** Begin **
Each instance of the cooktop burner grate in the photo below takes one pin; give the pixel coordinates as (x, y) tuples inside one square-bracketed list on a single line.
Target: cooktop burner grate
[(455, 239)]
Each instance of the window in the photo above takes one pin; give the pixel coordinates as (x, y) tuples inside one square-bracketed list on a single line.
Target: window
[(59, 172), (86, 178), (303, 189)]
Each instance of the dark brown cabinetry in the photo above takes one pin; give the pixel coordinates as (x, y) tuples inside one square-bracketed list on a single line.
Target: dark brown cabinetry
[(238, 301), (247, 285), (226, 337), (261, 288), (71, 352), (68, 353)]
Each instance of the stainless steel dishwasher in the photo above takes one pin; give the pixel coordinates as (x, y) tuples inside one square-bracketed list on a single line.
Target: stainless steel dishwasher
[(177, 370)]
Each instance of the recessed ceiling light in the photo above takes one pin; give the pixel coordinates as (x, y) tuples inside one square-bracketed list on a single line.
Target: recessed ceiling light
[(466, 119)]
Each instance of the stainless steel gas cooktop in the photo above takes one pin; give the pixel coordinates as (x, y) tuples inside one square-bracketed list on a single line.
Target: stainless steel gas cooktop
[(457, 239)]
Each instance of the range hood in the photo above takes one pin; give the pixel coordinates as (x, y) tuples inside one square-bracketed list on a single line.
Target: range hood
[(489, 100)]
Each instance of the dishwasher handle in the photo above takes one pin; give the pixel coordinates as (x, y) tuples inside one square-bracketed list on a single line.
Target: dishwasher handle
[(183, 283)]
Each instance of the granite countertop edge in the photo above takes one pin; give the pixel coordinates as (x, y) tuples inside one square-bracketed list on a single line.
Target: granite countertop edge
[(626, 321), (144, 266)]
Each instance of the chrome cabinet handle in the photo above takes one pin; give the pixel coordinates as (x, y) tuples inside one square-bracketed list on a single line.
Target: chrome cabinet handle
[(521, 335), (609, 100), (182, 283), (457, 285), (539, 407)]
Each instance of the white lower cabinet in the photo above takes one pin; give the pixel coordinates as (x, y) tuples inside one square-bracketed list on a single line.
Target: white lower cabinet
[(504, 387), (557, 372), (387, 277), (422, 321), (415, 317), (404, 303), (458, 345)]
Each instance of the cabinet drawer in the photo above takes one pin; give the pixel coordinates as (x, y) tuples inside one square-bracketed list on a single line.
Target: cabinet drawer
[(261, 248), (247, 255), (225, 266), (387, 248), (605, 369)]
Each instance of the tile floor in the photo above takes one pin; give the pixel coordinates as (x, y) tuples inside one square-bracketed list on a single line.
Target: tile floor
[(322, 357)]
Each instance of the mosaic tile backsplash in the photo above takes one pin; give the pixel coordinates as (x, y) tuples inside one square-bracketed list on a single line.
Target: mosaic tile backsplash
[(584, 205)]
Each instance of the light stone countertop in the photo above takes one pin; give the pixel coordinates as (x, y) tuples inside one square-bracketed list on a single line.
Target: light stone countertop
** End **
#### Directions for this task:
Put every line of the data above into a numbered list, leaving out any blank lines.

#### Output of the task:
1. Each instance of the cooktop burner grate in the photo below takes one pin; give the pixel coordinates as (x, y) tuples inside one square-bracketed list on a single line.
2. Target: cooktop burner grate
3. [(455, 239)]
4. Each instance of the window in the photo above takes one pin; give the pixel coordinates as (x, y) tuples inside one square-bracketed list on a single line.
5. Target: window
6. [(59, 172), (86, 178), (303, 189)]
7. Each instance of the dark brown cabinetry in the photo above takes one pin; give the pixel coordinates as (x, y) tuples inside one square-bracketed list on a single line.
8. Target: dark brown cabinetry
9. [(238, 301), (247, 285), (226, 337), (261, 288), (71, 352), (68, 353)]
10. Each instance of the stainless steel dishwasher in the photo above takes one pin; give the pixel coordinates as (x, y) tuples inside one square-bracketed list on a single line.
11. Target: stainless steel dishwasher
12. [(177, 370)]
13. Each instance of the recessed ceiling light in the photo above takes one pin; give the pixel coordinates as (x, y) tuples inside one square-bracketed list on a single line.
14. Target: recessed ceiling light
15. [(466, 119)]
16. Each instance of the stainless steel gas cooktop in the photo above takes one pin; give the pixel coordinates as (x, y) tuples inside one square-bracketed list on a single line.
17. Target: stainless steel gas cooktop
18. [(457, 239)]
19. Each instance of the range hood in the photo above takes one pin; give the pixel coordinates as (x, y) tuples inside one square-bracketed list on a single line.
20. Target: range hood
21. [(489, 100)]
22. Each instance of the dishwasher handle in the photo above takes one pin; give the pixel coordinates as (x, y) tuples inside one square-bracketed list on a single line.
23. Target: dishwasher handle
24. [(183, 283)]
25. Each instance of the granite countertop edge in the photo above takes one pin; give the pixel coordinates as (x, y) tuples inside one square-bracketed list on a single line.
26. Target: granite countertop edge
27. [(626, 321), (144, 266)]
28. Each instance of the chrome cabinet handle in the photo above takes one pin; give the pixel coordinates as (x, y) tuples inside one square-bracketed list on a single line.
29. Target: chrome cabinet handle
30. [(521, 335), (609, 100), (182, 283), (457, 285), (539, 407)]
31. Each instance of the white lower cabinet in the photo above takes one pin; give the pixel coordinates as (x, y) tuples inside one square-bracketed list on a single line.
32. Target: white lower cabinet
33. [(504, 387), (557, 372), (387, 277), (422, 321), (415, 317), (404, 303), (458, 345)]
34. Each instance of the cabinet drawer in the photo above takes one pin; give the pixel coordinates as (x, y) tuples inside one square-bracketed list on a single line.
35. Target: cabinet drawer
36. [(261, 248), (247, 255), (225, 266), (387, 248), (605, 369)]
37. Each instance of the tile floor in the photo above takes one pin; give the pixel coordinates as (x, y) tuples inside one square-bracketed list on a single line.
38. Target: tile floor
39. [(322, 357)]
40. Each instance of the mosaic tile backsplash in the photo above takes one pin; give the pixel coordinates as (x, y) tuples inside one square-bracketed list on a single line.
41. Target: mosaic tile backsplash
42. [(584, 205)]
43. Each instance of the light stone countertop in the photo above takes one pin; give the pixel coordinates as (x, y) tuples inside one square-bracketed list on a single line.
44. Target: light stone countertop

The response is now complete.